> **Bacaan Pilihan**:
****************
Jumlah penderita obesitas meningkat secara signifikan dalam beberapa dekade terakhir, yang memunculkan kesulitan beraktivitas bagi mereka yang mengalaminya. World Health Organization (WHO) menyebut, pada 2022 sebanyak 2,5 miliar orang dewasa—berusia 18 thaun ke atas—mengalami kelebihan berat badan. Dari jumlah itu, 890 juta orang mengalami obesitas. Jumlah ini setara dengan 43% orang dewasa berusia 18 tahun ke atas—43% pria dan 44% perempuan—yang mengalami kelebihan berat badan.
Jumlah itu meningkat dari tahun 1990, di mana 25% orang dewasa berusia 18 tahun ke atas mengalami kelebihan berat badan. Prevalensi kelebihan berat badan bervariasi menutur wilayah. Ada 31% di wilayah Asia Tenggara dan Afrika, serta 67% di Amerika.
Di Indonesia, berdasarkan survei Kementerian Kesehatan (Kemenkes) pada 2023 ada 23,4% orang dewasa berusia 18 tahun ke atas yang mengalami obesitas. Perempuan berusia 40-44 tahun banyak mengalami obesitas, angkanya mencapai 41,7% pada 2023. Sedangkan angka obesitas pada laki-laki banyak terjadi di usia 45-49 tahun, dengan persentase 19,3%.
****************
> **Data yang Diberikan**:

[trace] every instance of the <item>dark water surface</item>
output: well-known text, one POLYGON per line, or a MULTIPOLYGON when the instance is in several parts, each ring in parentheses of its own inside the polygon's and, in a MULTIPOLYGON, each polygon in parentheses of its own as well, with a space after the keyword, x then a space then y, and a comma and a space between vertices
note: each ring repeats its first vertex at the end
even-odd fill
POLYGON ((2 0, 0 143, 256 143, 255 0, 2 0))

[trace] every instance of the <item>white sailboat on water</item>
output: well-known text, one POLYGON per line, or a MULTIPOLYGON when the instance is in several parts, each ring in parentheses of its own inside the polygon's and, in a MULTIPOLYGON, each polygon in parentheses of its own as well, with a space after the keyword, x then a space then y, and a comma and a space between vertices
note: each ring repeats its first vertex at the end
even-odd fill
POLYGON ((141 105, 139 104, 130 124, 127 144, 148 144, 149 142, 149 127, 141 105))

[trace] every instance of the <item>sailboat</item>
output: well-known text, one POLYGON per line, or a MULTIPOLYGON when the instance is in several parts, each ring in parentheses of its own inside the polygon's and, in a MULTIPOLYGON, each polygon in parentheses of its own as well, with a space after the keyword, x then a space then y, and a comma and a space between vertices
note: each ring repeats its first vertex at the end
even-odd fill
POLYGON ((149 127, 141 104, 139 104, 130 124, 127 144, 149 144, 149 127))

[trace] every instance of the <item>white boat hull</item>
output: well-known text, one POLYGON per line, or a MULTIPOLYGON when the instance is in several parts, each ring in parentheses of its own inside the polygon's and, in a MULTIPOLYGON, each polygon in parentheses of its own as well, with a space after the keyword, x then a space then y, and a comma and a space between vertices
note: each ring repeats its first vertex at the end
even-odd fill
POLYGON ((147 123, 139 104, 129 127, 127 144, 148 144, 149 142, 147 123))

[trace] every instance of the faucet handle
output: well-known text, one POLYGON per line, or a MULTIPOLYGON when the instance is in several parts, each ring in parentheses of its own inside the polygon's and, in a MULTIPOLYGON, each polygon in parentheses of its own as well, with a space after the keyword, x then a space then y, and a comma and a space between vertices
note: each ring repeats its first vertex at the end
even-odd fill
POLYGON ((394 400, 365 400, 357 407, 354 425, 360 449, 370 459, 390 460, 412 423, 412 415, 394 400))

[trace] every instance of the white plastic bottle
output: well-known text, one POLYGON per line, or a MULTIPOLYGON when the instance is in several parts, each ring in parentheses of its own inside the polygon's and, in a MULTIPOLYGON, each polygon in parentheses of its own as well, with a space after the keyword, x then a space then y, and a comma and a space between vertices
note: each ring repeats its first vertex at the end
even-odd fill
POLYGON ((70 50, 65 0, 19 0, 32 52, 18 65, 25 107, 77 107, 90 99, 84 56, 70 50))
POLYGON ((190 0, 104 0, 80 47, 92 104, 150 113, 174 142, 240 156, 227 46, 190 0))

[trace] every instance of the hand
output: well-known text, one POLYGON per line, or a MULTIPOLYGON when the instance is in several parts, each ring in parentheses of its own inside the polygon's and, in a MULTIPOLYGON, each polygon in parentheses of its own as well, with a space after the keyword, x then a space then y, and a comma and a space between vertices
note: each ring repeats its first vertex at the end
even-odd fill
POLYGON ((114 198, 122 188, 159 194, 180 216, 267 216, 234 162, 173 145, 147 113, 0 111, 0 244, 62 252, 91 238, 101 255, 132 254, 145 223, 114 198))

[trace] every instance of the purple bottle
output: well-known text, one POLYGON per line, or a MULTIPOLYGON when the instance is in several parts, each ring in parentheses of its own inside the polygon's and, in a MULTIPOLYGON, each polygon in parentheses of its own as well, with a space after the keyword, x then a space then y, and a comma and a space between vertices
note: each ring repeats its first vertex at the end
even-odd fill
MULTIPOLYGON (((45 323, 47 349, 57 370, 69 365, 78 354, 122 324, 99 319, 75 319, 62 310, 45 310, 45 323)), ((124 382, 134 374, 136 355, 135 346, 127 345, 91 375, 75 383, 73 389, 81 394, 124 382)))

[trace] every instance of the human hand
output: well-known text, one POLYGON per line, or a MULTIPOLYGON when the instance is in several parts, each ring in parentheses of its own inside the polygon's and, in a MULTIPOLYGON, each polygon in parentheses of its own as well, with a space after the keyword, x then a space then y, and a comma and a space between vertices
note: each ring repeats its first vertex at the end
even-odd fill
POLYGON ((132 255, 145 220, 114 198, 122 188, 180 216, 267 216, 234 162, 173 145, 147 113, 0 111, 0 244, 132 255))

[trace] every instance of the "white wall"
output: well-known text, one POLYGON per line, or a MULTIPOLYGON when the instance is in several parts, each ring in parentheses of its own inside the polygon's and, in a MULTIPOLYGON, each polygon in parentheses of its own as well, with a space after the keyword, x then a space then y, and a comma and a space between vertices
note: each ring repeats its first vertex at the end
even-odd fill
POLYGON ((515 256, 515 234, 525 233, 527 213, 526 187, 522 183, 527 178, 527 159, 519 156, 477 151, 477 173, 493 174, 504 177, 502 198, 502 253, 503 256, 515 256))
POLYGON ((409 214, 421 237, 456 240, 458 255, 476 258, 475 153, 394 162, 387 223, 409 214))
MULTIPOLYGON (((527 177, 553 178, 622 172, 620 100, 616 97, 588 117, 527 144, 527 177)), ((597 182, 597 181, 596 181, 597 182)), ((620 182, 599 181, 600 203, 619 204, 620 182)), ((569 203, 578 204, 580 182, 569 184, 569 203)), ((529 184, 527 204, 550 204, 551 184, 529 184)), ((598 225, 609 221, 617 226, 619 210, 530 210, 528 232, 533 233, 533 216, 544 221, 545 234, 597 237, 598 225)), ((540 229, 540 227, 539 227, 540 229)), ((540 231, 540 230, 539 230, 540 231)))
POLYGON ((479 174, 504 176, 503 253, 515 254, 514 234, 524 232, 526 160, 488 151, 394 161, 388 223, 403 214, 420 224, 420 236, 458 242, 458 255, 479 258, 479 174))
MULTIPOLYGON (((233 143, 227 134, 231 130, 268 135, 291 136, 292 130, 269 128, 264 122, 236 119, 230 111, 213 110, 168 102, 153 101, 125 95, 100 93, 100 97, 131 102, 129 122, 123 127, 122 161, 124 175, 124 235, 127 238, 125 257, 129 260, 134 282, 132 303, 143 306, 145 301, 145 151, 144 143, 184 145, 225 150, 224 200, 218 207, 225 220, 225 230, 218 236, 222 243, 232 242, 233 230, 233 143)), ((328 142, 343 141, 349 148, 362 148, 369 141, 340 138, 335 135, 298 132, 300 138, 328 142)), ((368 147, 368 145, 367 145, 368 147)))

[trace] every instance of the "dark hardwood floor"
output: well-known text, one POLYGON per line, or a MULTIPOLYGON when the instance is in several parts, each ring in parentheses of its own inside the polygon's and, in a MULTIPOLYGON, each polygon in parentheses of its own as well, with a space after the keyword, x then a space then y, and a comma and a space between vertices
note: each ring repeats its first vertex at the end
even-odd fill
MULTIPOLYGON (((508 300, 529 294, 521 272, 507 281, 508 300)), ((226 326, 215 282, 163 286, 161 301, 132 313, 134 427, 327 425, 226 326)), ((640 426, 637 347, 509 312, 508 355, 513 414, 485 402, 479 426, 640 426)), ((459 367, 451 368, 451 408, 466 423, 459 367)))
****************
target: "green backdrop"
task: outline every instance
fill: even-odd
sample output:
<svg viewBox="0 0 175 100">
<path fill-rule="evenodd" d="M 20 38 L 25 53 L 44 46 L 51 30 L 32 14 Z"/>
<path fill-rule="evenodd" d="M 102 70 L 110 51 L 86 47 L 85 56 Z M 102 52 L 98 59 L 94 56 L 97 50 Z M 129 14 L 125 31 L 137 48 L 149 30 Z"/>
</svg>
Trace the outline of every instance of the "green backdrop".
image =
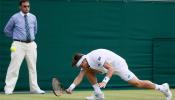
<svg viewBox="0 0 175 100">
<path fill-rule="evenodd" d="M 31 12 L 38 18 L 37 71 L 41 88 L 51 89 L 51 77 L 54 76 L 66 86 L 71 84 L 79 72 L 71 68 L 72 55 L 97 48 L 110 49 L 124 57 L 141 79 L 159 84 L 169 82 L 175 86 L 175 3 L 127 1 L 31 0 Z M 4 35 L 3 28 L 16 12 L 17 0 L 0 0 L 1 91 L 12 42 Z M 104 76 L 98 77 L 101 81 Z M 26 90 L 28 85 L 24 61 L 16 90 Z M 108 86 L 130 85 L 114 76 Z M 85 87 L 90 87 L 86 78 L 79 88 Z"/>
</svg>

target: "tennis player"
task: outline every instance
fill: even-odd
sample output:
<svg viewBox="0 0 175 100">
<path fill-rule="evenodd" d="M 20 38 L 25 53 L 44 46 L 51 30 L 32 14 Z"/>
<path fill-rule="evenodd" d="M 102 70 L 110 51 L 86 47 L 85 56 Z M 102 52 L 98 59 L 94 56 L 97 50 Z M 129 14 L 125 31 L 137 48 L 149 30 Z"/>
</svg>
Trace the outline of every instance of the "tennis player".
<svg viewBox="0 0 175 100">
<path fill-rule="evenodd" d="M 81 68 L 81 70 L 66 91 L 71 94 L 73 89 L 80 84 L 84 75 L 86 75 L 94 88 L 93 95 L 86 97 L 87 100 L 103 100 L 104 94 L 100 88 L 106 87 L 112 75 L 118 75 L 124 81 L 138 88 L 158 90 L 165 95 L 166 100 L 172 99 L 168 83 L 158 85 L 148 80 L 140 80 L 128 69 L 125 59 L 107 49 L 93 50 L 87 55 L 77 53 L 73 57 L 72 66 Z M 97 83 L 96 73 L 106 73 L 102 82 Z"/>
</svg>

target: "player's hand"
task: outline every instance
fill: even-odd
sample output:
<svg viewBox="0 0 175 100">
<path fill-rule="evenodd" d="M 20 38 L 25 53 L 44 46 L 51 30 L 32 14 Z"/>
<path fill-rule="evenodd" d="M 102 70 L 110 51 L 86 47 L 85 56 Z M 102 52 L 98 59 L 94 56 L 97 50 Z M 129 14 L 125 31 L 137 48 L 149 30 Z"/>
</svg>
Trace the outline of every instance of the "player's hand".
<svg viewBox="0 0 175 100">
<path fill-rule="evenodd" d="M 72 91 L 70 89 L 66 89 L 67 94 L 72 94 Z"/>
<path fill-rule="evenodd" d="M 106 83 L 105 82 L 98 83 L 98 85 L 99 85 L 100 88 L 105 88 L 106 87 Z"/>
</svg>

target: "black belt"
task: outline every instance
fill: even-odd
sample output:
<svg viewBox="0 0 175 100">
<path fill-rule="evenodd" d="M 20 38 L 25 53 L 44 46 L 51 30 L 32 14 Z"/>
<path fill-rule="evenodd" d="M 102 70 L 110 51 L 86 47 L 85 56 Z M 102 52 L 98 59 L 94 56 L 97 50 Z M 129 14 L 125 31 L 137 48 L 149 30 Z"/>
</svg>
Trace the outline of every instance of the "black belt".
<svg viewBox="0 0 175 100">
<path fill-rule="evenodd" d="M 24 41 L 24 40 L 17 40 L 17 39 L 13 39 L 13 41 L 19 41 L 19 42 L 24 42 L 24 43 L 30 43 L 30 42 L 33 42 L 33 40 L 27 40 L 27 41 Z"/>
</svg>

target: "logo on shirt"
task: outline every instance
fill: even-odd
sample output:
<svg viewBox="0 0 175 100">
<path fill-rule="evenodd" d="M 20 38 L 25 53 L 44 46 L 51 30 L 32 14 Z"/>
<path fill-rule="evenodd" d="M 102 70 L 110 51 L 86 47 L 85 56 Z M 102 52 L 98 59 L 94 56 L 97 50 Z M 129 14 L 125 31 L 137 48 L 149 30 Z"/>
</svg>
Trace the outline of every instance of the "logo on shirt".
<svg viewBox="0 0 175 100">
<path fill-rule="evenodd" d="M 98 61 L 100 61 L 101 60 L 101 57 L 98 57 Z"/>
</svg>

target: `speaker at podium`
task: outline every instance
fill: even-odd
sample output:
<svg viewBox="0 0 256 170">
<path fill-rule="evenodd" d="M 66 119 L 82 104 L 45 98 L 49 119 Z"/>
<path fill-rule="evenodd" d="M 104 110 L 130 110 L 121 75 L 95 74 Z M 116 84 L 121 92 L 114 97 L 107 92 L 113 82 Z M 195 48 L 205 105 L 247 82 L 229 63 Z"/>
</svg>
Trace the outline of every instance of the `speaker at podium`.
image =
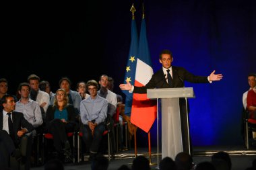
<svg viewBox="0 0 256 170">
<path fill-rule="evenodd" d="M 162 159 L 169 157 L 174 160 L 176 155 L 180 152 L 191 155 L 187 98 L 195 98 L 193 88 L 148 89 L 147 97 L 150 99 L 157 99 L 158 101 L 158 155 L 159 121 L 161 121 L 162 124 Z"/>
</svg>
****************
> **Petunjuk Tugas**:
Jawablah pertanyaan berikut berdasarkan bacaan tentang obesitas.
(a) Menurut WHO, berapa orang dewasa yang mengalami obesitas pada 2022?
(b) Berapa persen orang dewasa berusia 18 tahun ke atas yang mengalami kelebihan berat badan pada tahun 1990?
(c) Menurut survei Kemenkes 2023, berapa angka obesitas pada perempuan berusia 40-44 tahun?

> **Penyelesaian**:
(a) 890 juta orang.
(b) 25%.
(c) 41,7%.